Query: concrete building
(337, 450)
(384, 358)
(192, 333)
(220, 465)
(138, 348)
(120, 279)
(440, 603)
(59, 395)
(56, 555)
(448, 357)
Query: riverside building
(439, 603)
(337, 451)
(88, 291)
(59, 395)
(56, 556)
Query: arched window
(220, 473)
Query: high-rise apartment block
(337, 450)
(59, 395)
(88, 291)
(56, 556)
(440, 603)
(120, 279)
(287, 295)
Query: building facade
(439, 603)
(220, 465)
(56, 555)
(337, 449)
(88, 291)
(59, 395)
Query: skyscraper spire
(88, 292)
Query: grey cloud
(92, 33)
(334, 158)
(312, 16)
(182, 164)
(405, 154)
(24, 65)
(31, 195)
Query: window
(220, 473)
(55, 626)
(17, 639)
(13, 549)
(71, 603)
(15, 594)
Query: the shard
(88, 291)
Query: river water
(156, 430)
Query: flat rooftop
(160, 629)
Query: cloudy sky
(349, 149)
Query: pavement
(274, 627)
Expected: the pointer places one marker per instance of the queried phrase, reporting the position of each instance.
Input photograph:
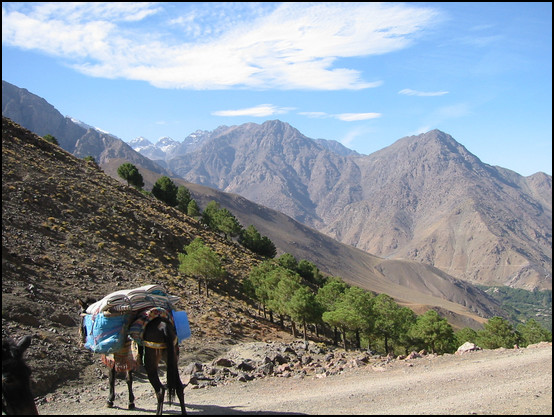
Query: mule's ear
(23, 344)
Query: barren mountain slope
(424, 198)
(69, 230)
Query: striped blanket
(134, 300)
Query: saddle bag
(181, 325)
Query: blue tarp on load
(105, 334)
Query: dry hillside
(69, 230)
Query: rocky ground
(294, 378)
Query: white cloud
(284, 45)
(353, 117)
(263, 110)
(410, 92)
(345, 117)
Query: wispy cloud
(283, 45)
(263, 110)
(354, 117)
(345, 117)
(410, 92)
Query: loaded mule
(156, 337)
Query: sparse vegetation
(130, 173)
(522, 305)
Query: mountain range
(424, 199)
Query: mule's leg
(129, 378)
(112, 387)
(151, 360)
(181, 395)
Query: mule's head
(17, 398)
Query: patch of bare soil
(501, 381)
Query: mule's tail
(173, 379)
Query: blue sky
(364, 74)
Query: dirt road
(502, 381)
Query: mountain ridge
(424, 198)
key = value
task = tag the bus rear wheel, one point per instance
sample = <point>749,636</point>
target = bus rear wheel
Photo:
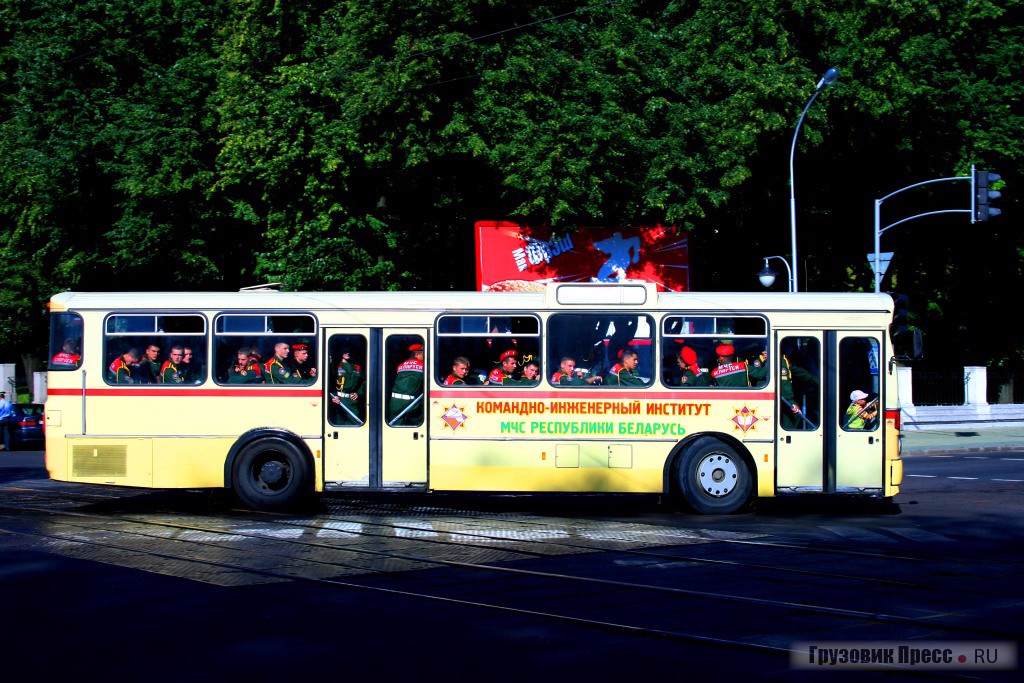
<point>713,478</point>
<point>271,474</point>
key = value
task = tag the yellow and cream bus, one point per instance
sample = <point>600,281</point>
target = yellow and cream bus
<point>715,399</point>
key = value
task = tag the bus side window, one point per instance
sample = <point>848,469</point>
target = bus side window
<point>66,341</point>
<point>274,349</point>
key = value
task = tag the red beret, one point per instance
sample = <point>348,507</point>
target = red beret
<point>689,355</point>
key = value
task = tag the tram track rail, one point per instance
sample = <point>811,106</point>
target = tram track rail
<point>80,522</point>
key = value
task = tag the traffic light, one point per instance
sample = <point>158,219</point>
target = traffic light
<point>907,343</point>
<point>982,196</point>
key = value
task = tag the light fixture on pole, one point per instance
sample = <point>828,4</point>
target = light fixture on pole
<point>767,275</point>
<point>825,81</point>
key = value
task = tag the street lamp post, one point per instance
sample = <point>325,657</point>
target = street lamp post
<point>826,80</point>
<point>767,275</point>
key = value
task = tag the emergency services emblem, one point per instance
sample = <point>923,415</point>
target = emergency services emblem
<point>454,417</point>
<point>744,419</point>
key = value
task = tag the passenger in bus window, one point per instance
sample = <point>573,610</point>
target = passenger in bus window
<point>504,373</point>
<point>300,363</point>
<point>148,367</point>
<point>757,370</point>
<point>613,371</point>
<point>861,414</point>
<point>530,374</point>
<point>68,356</point>
<point>460,371</point>
<point>170,372</point>
<point>729,373</point>
<point>348,388</point>
<point>692,373</point>
<point>406,404</point>
<point>792,416</point>
<point>567,375</point>
<point>190,371</point>
<point>247,369</point>
<point>120,372</point>
<point>275,370</point>
<point>627,375</point>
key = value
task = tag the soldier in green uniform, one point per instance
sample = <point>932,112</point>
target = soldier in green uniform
<point>627,375</point>
<point>503,374</point>
<point>692,375</point>
<point>148,367</point>
<point>757,370</point>
<point>170,372</point>
<point>408,390</point>
<point>247,369</point>
<point>120,371</point>
<point>729,372</point>
<point>276,371</point>
<point>566,375</point>
<point>348,390</point>
<point>791,415</point>
<point>301,367</point>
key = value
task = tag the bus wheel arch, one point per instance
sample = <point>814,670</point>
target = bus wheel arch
<point>713,474</point>
<point>269,469</point>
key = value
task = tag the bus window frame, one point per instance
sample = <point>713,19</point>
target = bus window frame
<point>309,338</point>
<point>443,357</point>
<point>706,354</point>
<point>157,334</point>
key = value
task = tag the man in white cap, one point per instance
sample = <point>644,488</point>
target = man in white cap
<point>859,414</point>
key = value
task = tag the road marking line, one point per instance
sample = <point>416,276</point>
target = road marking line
<point>920,535</point>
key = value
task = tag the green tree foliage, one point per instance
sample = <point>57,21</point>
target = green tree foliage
<point>181,144</point>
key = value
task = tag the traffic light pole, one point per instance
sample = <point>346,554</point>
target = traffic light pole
<point>878,217</point>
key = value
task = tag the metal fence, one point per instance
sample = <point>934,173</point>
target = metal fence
<point>938,387</point>
<point>1005,387</point>
<point>947,387</point>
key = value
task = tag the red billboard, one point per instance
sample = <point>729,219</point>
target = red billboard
<point>510,256</point>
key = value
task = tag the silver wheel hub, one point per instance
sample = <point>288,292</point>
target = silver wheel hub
<point>717,475</point>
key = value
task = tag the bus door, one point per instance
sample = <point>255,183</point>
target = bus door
<point>800,433</point>
<point>402,407</point>
<point>859,450</point>
<point>349,435</point>
<point>375,433</point>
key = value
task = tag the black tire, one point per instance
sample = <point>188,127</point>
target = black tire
<point>271,473</point>
<point>713,478</point>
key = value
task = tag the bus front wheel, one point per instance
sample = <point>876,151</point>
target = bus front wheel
<point>713,478</point>
<point>271,474</point>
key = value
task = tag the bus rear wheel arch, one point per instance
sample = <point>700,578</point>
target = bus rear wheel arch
<point>271,473</point>
<point>712,477</point>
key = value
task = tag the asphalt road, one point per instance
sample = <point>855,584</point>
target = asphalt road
<point>104,584</point>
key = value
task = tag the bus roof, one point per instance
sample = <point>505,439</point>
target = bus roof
<point>556,296</point>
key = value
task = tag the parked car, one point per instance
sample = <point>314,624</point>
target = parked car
<point>27,425</point>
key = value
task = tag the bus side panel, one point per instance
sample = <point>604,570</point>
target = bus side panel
<point>548,466</point>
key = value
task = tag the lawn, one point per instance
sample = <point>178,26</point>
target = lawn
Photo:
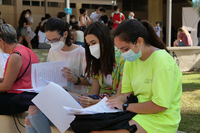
<point>190,108</point>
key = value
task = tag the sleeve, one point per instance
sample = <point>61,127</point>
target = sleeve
<point>163,87</point>
<point>126,83</point>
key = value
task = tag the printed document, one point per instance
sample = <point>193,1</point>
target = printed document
<point>51,101</point>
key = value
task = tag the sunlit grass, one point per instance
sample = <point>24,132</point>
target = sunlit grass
<point>190,103</point>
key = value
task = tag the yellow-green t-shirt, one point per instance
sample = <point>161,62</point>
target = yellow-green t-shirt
<point>158,79</point>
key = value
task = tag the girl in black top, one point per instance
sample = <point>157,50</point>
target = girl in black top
<point>23,24</point>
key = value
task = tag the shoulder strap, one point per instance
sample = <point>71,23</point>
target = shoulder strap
<point>26,67</point>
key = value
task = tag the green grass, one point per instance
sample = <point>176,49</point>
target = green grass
<point>190,103</point>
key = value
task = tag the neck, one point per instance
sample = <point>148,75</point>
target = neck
<point>147,50</point>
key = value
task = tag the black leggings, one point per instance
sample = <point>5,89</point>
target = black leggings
<point>8,107</point>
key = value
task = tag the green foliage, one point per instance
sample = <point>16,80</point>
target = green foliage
<point>196,4</point>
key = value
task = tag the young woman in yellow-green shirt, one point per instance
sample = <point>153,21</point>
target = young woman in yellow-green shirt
<point>151,74</point>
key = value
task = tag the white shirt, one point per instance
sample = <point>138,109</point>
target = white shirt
<point>42,36</point>
<point>77,65</point>
<point>31,20</point>
<point>80,36</point>
<point>94,16</point>
<point>158,30</point>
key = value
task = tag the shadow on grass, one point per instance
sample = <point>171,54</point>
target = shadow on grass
<point>190,86</point>
<point>190,122</point>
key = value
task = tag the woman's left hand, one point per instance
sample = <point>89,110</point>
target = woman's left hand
<point>67,73</point>
<point>112,103</point>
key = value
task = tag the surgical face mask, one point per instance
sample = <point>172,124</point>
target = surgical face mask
<point>95,50</point>
<point>131,56</point>
<point>57,46</point>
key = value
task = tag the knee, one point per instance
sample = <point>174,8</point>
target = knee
<point>33,110</point>
<point>27,122</point>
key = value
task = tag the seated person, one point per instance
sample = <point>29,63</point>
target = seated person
<point>62,49</point>
<point>151,74</point>
<point>17,73</point>
<point>184,38</point>
<point>42,37</point>
<point>78,35</point>
<point>104,64</point>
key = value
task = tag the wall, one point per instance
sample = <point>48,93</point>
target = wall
<point>176,13</point>
<point>7,13</point>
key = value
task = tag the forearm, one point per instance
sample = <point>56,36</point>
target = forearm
<point>145,108</point>
<point>84,81</point>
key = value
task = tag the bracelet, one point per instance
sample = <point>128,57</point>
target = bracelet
<point>78,81</point>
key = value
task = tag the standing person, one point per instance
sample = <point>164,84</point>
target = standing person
<point>72,21</point>
<point>103,17</point>
<point>116,17</point>
<point>151,74</point>
<point>23,24</point>
<point>30,22</point>
<point>42,37</point>
<point>83,20</point>
<point>198,33</point>
<point>17,70</point>
<point>1,20</point>
<point>95,15</point>
<point>184,38</point>
<point>158,29</point>
<point>62,49</point>
<point>78,35</point>
<point>131,15</point>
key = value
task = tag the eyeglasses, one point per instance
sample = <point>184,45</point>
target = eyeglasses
<point>55,41</point>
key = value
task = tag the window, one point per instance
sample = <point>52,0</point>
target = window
<point>35,3</point>
<point>53,4</point>
<point>6,2</point>
<point>85,5</point>
<point>26,3</point>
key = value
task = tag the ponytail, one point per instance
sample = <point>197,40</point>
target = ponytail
<point>130,30</point>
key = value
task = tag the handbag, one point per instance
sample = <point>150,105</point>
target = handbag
<point>104,121</point>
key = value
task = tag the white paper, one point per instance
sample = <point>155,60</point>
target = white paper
<point>42,73</point>
<point>51,101</point>
<point>3,60</point>
<point>100,107</point>
<point>31,34</point>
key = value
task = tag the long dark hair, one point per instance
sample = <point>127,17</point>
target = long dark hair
<point>57,24</point>
<point>130,30</point>
<point>107,52</point>
<point>22,16</point>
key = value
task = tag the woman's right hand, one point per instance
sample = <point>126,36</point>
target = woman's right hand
<point>87,101</point>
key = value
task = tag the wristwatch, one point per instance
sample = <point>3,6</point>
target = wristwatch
<point>125,105</point>
<point>78,81</point>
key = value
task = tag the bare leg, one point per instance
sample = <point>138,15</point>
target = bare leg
<point>139,128</point>
<point>21,39</point>
<point>27,38</point>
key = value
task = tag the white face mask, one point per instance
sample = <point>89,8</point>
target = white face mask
<point>57,46</point>
<point>95,50</point>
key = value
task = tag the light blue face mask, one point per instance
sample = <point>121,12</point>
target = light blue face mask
<point>130,17</point>
<point>131,56</point>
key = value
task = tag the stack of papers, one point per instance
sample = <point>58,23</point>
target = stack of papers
<point>100,107</point>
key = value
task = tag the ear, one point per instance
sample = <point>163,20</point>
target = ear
<point>65,34</point>
<point>140,41</point>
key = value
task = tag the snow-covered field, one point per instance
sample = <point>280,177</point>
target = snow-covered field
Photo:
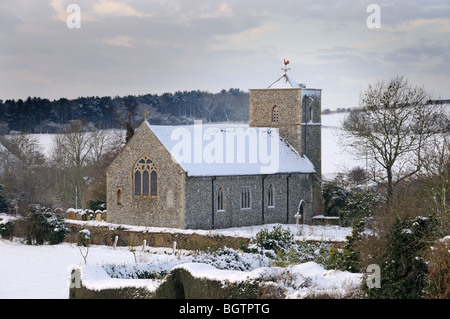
<point>44,271</point>
<point>334,157</point>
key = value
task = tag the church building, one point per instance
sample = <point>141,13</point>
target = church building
<point>206,176</point>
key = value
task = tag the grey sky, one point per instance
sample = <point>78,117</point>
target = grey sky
<point>138,47</point>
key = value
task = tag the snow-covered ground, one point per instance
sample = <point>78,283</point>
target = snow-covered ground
<point>44,271</point>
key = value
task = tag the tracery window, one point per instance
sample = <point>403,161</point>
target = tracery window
<point>245,198</point>
<point>275,114</point>
<point>145,178</point>
<point>220,199</point>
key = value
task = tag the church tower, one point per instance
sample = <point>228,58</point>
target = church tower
<point>295,110</point>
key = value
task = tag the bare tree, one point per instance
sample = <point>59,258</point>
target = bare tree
<point>71,154</point>
<point>392,127</point>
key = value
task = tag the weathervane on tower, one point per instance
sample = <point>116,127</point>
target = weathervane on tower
<point>285,69</point>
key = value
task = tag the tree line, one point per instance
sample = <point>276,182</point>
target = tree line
<point>41,115</point>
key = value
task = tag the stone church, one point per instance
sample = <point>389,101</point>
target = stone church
<point>207,176</point>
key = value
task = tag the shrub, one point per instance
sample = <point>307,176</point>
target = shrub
<point>404,270</point>
<point>438,267</point>
<point>348,257</point>
<point>6,230</point>
<point>40,225</point>
<point>273,241</point>
<point>357,206</point>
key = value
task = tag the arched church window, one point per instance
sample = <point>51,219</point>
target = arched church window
<point>245,198</point>
<point>220,196</point>
<point>275,114</point>
<point>270,201</point>
<point>119,197</point>
<point>145,177</point>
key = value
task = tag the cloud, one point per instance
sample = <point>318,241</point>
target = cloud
<point>121,41</point>
<point>439,24</point>
<point>117,9</point>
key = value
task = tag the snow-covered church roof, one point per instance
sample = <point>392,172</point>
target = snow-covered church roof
<point>230,149</point>
<point>285,82</point>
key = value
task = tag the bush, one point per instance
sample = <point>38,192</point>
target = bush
<point>40,225</point>
<point>348,257</point>
<point>6,230</point>
<point>3,202</point>
<point>279,245</point>
<point>357,206</point>
<point>273,241</point>
<point>302,253</point>
<point>404,270</point>
<point>438,267</point>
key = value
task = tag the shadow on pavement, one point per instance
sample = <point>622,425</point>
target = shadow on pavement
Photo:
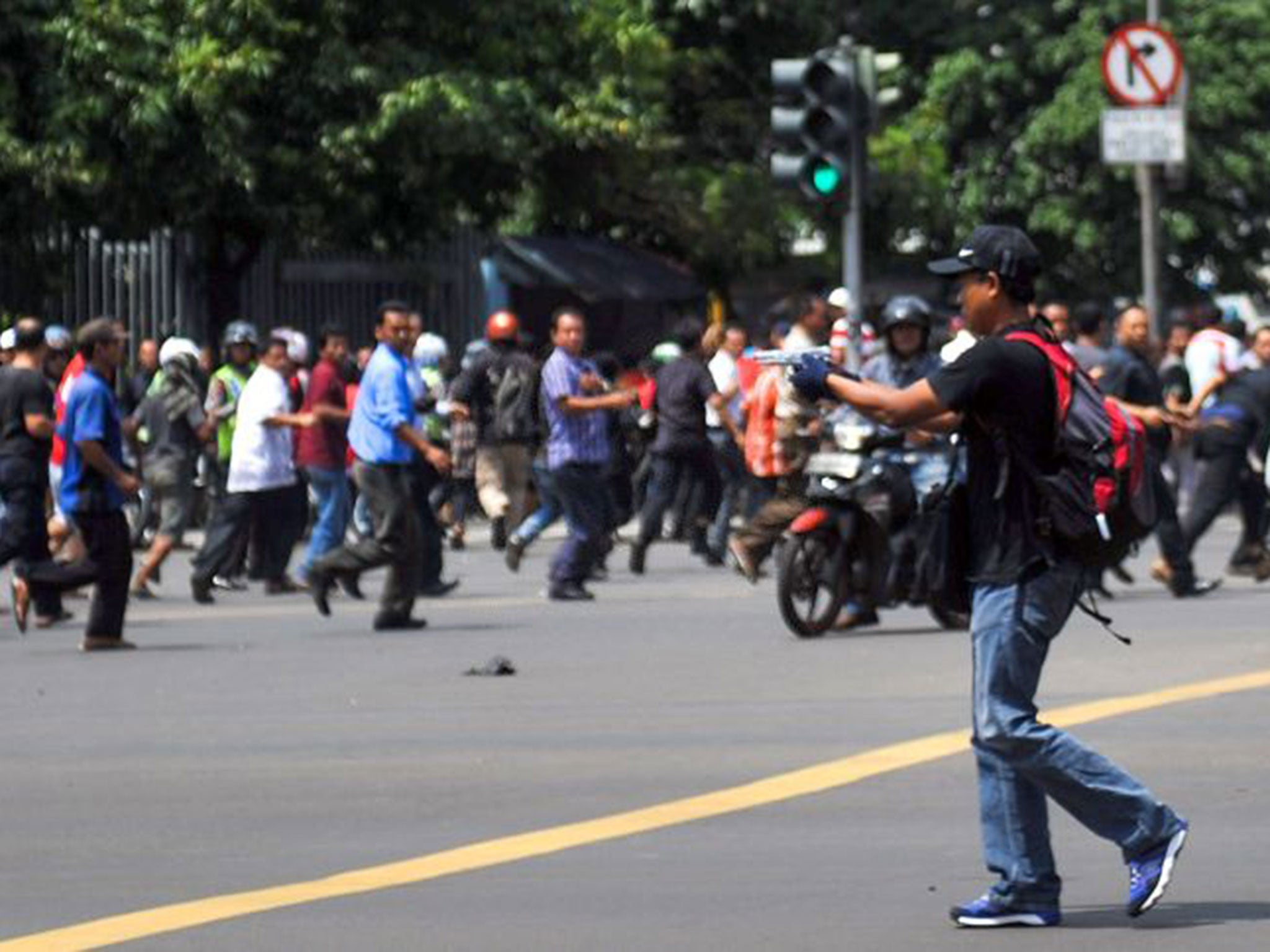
<point>1170,915</point>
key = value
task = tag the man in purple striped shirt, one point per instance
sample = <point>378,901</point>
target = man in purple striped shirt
<point>575,400</point>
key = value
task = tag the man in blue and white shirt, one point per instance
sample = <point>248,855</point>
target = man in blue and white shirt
<point>385,439</point>
<point>575,403</point>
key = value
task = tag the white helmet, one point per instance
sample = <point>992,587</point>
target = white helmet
<point>298,345</point>
<point>431,350</point>
<point>174,348</point>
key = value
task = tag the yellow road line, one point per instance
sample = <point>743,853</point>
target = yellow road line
<point>508,850</point>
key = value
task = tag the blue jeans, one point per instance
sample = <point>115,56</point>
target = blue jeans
<point>331,488</point>
<point>1023,760</point>
<point>549,506</point>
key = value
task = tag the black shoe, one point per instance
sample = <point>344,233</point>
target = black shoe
<point>438,588</point>
<point>350,586</point>
<point>319,588</point>
<point>395,622</point>
<point>515,552</point>
<point>569,592</point>
<point>201,589</point>
<point>143,593</point>
<point>1197,588</point>
<point>639,551</point>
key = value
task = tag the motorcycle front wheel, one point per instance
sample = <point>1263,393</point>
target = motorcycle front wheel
<point>808,591</point>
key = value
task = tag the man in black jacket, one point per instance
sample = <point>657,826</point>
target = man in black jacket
<point>1130,377</point>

## ACTION ITEM
Find the word "field" in the listing above, then copy each line where it turns up.

## WORKED SOLUTION
task = tag the snow-covered field, one point per instance
target = snow-covered field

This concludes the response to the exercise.